• **What you should do**
The listing below should be copied in full, word for word.

## Start Exercise materials

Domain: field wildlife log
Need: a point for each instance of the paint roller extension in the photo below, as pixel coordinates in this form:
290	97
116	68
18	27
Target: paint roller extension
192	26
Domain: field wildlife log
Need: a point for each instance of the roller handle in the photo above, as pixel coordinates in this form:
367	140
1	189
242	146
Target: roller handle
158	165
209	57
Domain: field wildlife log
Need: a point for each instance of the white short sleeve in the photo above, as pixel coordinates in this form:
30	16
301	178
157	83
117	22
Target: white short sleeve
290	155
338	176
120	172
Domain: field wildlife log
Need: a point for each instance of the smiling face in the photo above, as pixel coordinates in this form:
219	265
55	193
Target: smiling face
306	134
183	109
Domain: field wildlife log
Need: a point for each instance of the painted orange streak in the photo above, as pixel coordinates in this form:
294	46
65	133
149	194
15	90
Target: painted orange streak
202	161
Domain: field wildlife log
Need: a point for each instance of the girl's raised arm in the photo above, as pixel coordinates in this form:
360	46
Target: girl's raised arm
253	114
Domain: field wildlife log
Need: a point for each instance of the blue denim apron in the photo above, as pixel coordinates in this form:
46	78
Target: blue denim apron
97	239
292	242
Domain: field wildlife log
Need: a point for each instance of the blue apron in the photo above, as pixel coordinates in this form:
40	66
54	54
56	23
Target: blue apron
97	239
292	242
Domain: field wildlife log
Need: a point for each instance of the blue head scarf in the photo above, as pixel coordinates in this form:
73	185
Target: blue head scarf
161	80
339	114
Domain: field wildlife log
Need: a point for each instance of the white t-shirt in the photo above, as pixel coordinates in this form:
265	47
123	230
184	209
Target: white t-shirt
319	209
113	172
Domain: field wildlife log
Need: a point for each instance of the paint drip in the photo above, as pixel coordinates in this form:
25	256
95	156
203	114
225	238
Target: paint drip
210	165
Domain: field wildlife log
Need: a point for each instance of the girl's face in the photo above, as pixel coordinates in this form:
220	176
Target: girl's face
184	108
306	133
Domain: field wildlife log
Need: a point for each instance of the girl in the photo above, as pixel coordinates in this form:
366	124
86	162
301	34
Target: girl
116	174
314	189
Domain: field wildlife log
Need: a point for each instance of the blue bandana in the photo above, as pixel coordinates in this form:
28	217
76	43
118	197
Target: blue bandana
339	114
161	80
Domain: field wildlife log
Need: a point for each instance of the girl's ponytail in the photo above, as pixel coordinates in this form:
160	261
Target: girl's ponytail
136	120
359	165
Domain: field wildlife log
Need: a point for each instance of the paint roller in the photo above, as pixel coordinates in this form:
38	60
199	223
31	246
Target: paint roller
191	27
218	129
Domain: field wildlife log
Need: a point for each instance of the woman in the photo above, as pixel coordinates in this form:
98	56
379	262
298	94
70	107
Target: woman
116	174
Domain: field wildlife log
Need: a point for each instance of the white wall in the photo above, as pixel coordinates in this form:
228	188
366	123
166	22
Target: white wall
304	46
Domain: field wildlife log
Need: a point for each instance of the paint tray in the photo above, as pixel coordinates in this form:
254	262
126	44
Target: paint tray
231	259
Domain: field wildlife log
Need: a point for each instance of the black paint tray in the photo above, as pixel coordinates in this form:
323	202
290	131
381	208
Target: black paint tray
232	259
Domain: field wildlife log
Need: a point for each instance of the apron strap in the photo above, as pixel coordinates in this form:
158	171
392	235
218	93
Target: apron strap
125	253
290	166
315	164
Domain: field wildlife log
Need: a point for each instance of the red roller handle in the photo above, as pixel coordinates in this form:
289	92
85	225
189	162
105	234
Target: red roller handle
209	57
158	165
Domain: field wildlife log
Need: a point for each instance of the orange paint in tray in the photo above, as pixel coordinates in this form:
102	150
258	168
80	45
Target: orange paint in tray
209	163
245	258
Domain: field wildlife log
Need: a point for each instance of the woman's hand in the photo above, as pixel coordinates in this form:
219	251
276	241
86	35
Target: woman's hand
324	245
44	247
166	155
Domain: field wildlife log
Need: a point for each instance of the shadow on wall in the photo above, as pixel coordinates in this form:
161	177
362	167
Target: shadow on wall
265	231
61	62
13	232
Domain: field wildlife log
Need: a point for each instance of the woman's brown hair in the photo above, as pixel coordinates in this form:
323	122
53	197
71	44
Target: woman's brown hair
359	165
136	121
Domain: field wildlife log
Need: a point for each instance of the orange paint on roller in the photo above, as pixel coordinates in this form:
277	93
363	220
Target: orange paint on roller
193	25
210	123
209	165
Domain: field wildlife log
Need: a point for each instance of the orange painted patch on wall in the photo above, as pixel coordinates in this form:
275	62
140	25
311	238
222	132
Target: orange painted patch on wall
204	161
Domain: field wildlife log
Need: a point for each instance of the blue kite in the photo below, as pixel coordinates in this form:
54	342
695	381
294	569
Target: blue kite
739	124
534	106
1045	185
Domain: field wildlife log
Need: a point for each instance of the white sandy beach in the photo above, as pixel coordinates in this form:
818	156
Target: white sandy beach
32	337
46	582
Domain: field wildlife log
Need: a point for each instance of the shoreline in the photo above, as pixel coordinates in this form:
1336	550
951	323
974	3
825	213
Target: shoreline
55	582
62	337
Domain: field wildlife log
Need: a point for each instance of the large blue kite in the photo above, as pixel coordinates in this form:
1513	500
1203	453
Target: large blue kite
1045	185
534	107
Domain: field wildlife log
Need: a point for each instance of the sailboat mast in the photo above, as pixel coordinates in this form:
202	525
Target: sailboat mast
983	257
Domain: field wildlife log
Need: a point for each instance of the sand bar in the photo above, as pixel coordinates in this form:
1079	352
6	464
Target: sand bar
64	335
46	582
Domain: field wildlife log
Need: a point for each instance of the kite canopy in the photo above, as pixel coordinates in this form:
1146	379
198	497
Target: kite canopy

## End Exercise materials

• **Output**
Domain: field wildlife log
Need: a point for each instance of the paint roller extension in the photo below, as pixel coordinates in this form:
290	97
116	68
18	27
Target: paint roller extension
192	26
Domain: field wildlife log
Need: a point for each instance of the roller handle in the photo above, as pixel coordinates in this form:
367	140
1	189
242	146
Target: roller handle
158	165
209	57
Domain: field wildlife log
Need: a point for each instance of the white short sleeve in the photo above, as pixel coordinates in this form:
30	16
301	178
157	83
117	22
Target: white short sleeve
290	155
338	176
120	172
Domain: field wildlife log
Need: a point for each instance of the smiling face in the photo above, as pixel coordinates in this form:
219	265
55	193
Target: smiling face
306	134
183	109
Domain: field wildlife log
Need: a point for each instance of the painted orange streak in the photo above, as pixel coordinates in this form:
294	46
65	133
149	194
15	90
Target: painted orange streak
202	161
Domain: field wildlife log
Need: a point for each instance of the girl's raised arm in the photo above, as pixel coordinates in this form:
360	46
Target: girl's raised arm
253	114
Domain: field wildlife log
Need: a point for each instance of the blue denim apron in the photo above, as pixel coordinates in this form:
46	78
Target: blue denim apron
97	239
292	242
Domain: field wildlife log
Need: a point for each instance of the blue apron in the photo above, as pixel coordinates in this form:
40	66
54	54
56	23
Target: blue apron
97	239
292	242
Domain: field wildlife log
Need: a point for each instance of the blue head scarf in the photo above, as pixel coordinates in this form:
73	185
Target: blue head scarf
161	80
339	114
Domain: field wildlife log
Need: a point for each instance of the white t-shirt in the photo above, as pixel coordinates in this form:
265	47
123	230
184	209
Target: white t-shirt
319	209
113	172
Domain: field wildlife log
Need: a point for each instance of the paint drip in the photo above, as pixel coordinates in this form:
25	256
95	156
203	114
225	238
Target: paint drip
210	165
Domain: field wildlife log
Need: a point for each instance of the girl's face in the photo above, as pixel coordinates in this form:
220	176
Target: girl's face
184	108
306	133
Domain: field wildlife log
Need: a point for each instance of the girl in the photo above, as pixel coordinates in this form:
366	124
86	162
301	34
Target: girl
116	174
314	189
Domain: field wildlife log
Need: a point for each instance of the blue bandana in the photo above, as pixel coordinates in this form:
28	217
76	43
118	197
Target: blue bandana
339	114
161	80
Domain: field wildlife log
Need: a point for each instance of the girl's ponytail in the photo above, as pixel coordinates in this form:
160	261
Target: girl's ponytail
136	120
359	165
Domain: field wildlife log
Need: a point for each instance of the paint roller in the photo above, as pixel coordinates in this form:
38	60
199	223
31	246
Target: paint roller
191	27
218	129
Domain: field wildlife log
Need: a point for each instance of the woman in the photo above, as pixel coordinates in this form:
98	56
379	262
298	94
70	107
Target: woman
116	174
Domain: field wildlife log
Need: a point for each instance of the white wall in the photo above, as pixel coordinates in this form:
228	188
366	123
166	22
Target: white wall
304	46
Domain: field wildlife log
Need: a point for each instance of the paint tray in the photo above, as pixel coordinates in this form:
254	262
126	44
Target: paint tray
231	259
Domain: field wildlife log
Need: a point for each instance of the black paint tray in the photo above, as pixel coordinates in this form:
323	202
290	131
381	208
Target: black paint tray
232	259
Domain: field wildlife log
Need: a point for each instance of the apron strap in the photo above, as pixel coordinates in this form:
158	171
392	235
218	93
Target: apron strap
125	253
290	166
315	164
Domain: field wildlife log
Need: a point for each instance of the red roller handle in the photo above, as pixel coordinates in this form:
289	92
85	225
189	162
105	234
Target: red roller handle
209	57
158	165
Domain: field wildlife log
Need: a point for each instance of the orange paint in tray in the photo above, as pixel coordinates in this form:
102	150
258	168
80	45
Target: orange paint in tray
209	163
245	258
Domain: field wildlife log
Need: a point for each instance of the woman's hand in the photo above, as pixel coordinates in this form:
219	251
276	241
86	35
Target: woman's hand
324	245
44	247
166	155
Domain: field wildlife log
Need: a point for each instance of the shadow on wall in the photo above, as pixel coordinates in this form:
161	177
362	167
Target: shadow on wall
265	231
61	62
13	232
Domain: field wildlife log
Need: a point for each instance of the woman's brown hair in the photo above, as pixel coordinates in this form:
323	122
53	197
71	44
Target: woman's brown hair
359	165
136	121
Domain: field wildlife log
Need: a point for each instance of the orange paint on roller in the photo above, as pixel coordinates in this form:
277	93
363	220
Target: orange paint on roller
193	25
210	123
209	165
Domain: field wildlife log
Need: a point for each instance of the orange painted patch on wall in the photo above, as pixel coordinates in this form:
275	62
140	25
311	238
222	132
Target: orange painted patch on wall
204	161
Domain: field wildlife log
Need: a point for each instance of the blue kite in the photo below, as pixel coordinates in this form:
54	342
695	381
294	569
Target: blue kite
739	124
534	106
1045	185
Domain: field wildlife log
Need: a point for each instance of the white sandy beach in the photo above, as pixel coordinates in this form:
818	156
Target: white sandy beach
32	337
46	582
Domain: field wildlife log
Need: a point for each instance of the shoreline in the photo above, as pixel coordinates in this form:
1336	550
951	323
974	3
825	213
Target: shoreline
55	582
62	337
Domain: field wildlife log
Need: a point for each instance of the large blue kite in the photo above, as pixel coordinates in this form:
1513	500
1203	453
Target: large blue kite
1045	185
534	107
Domain: field wildlife log
Need: a point for each instance of the sailboat mast in the photo above, as pixel coordinates in this form:
202	525
Target: sailboat mast
983	257
Domain: field wildlife log
Need: a point for each instance of the sand bar in the photo above, as pixel coordinates in this form:
1079	352
6	464
Target: sand bar
64	335
46	582
Domain: field wildlife log
Need: a point for each instance of the kite canopy in the photo above, as pixel coordinates in this form:
1146	379
198	497
Target: kite canopy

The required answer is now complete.